Passage shown:
By the Sri Lanka Campaign for Peace and Justice*

The grave threat to human life posed by the coronavirus means that many of these steps – insofar as they are necessary and proportionate, and coupled with adequate safeguards – may be entirely legitimate. However, in many countries around the globe, a crisis of public health risks being rapidly followed by a crisis of human rights, as regimes with authoritarian inclinations everywhere seize the current moment to massively expand their powers, suspend democratic oversight, and trample over the rule of law. Unfortunately, Sri Lanka – which at time of writing has seen over 140 registered coronavirus cases, and two tragic deaths – is increasingly following that trend.

Massacre convict released

Among the most troubling indications of this was President Gotabaya’s appalling decision last week to pardon and release from jail, Staff Sergeant Sunil Ratnayake, a senior military official convicted in 2015 for the brutal massacre of eight Tamil civilians. The victims in the case had been senselessly murdered by a group of soldiers while returning to their village in Mirusuvil, Jaffna, during a brief ceasefire in 2000. Their bodies were found dumped near a toilet pit, blindfolded, their throats slit with a knife. Two of those killed were children, one aged just five years old.

Requirement 1:
Answer these questions from the passage on Sri Lanka:
(a) How many registered coronavirus cases had Sri Lanka seen at the time of writing?
(b) In what year was Staff Sergeant Sunil Ratnayake convicted?
(c) How old was the youngest of those killed?
Requirement 2:
Echo the passage on Sri Lanka, everything from "By the Sri Lanka" down to "following that trend.".
Requirement 3:
The passage on Sri Lanka says that regimes with authoritarian inclinations are seizing the current moment to do certain things. List all of them.
The lines that come next have nothing to do with the passage on Sri Lanka.

Lines from a collection:
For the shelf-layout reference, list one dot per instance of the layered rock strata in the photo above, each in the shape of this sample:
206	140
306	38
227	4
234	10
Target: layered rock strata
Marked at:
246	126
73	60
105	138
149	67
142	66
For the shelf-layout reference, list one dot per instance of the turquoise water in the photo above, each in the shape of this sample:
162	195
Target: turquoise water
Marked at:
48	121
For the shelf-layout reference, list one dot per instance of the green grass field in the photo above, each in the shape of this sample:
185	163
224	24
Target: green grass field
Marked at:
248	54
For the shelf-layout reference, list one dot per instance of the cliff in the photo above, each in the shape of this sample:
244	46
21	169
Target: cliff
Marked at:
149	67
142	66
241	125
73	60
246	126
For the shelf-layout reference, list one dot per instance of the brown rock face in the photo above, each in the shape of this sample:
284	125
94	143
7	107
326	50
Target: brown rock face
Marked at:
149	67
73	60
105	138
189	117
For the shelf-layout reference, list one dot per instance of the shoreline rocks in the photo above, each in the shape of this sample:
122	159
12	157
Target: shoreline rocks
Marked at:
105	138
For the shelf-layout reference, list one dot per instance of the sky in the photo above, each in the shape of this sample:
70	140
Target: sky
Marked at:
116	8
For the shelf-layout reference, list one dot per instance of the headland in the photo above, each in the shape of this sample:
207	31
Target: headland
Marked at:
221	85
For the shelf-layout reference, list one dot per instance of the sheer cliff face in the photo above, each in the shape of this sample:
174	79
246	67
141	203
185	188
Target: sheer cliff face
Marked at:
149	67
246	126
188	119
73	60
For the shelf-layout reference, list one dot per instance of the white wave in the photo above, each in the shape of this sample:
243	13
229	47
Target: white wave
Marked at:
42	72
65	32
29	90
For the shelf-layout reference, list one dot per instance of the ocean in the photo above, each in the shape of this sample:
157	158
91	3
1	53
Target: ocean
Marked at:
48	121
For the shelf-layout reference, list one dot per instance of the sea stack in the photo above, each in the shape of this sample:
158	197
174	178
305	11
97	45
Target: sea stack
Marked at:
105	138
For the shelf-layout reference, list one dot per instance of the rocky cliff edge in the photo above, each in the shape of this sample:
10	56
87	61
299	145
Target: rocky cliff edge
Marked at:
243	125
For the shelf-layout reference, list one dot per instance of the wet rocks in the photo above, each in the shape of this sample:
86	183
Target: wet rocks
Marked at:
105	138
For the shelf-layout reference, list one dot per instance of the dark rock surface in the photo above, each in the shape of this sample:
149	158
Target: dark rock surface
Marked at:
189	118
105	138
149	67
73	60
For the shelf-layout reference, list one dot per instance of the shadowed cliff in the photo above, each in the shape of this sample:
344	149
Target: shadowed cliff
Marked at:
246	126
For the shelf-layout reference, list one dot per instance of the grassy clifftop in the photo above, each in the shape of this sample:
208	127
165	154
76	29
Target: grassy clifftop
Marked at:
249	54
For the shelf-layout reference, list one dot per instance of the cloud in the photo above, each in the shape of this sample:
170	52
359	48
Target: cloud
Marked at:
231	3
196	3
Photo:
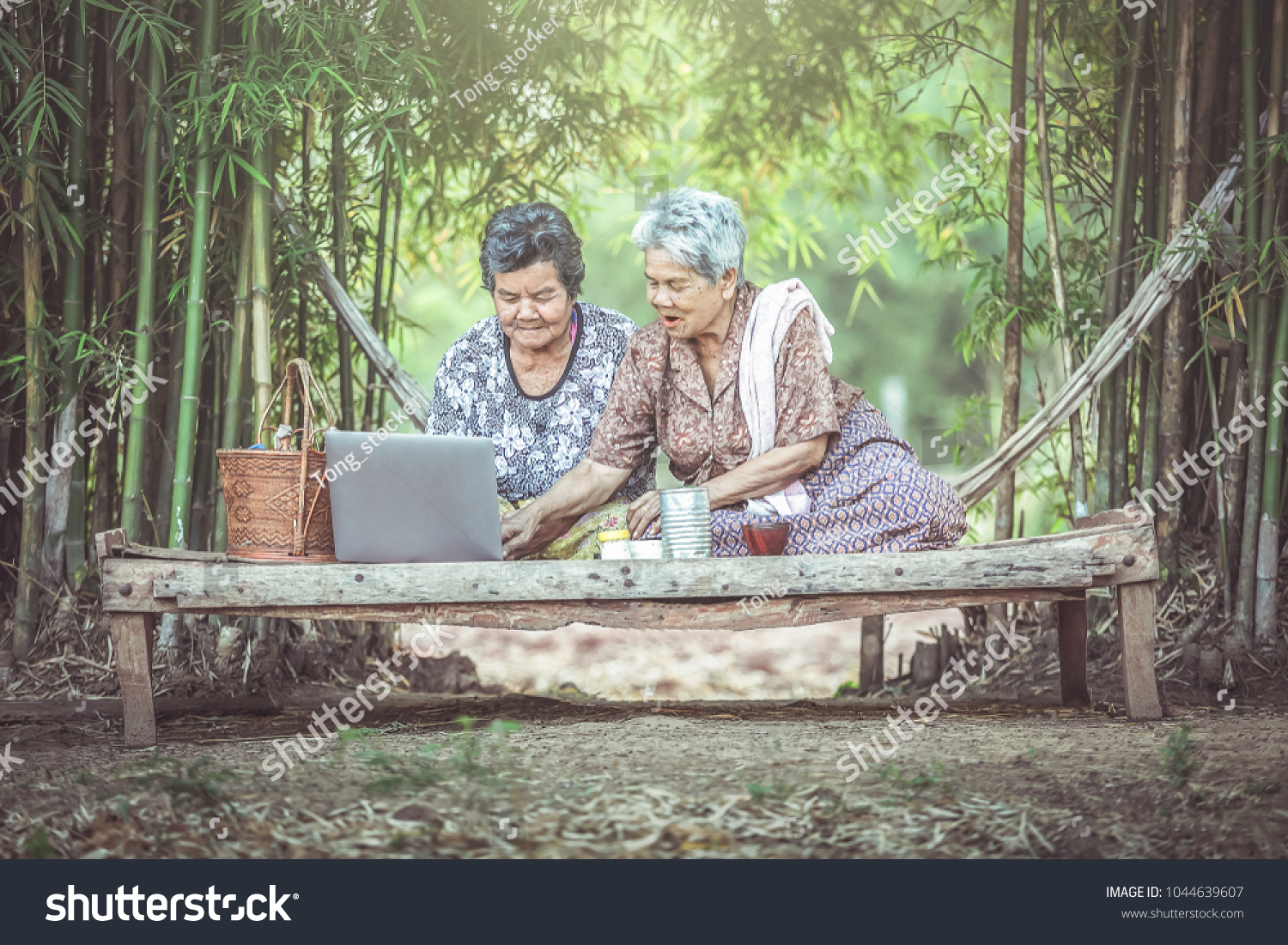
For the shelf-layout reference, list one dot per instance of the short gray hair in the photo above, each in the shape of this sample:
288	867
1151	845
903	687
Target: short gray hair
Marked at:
698	229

Answer area 1:
(a) Over 140
(b) 2015
(c) Five years old

Answer area 2:
By the Sri Lanka Campaign for Peace and Justice*

The grave threat to human life posed by the coronavirus means that many of these steps – insofar as they are necessary and proportionate, and coupled with adequate safeguards – may be entirely legitimate. However, in many countries around the globe, a crisis of public health risks being rapidly followed by a crisis of human rights, as regimes with authoritarian inclinations everywhere seize the current moment to massively expand their powers, suspend democratic oversight, and trample over the rule of law. Unfortunately, Sri Lanka – which at time of writing has seen over 140 registered coronavirus cases, and two tragic deaths – is increasingly following that trend.

Answer area 3:
- Massively expand their powers
- Suspend democratic oversight
- Trample over the rule of law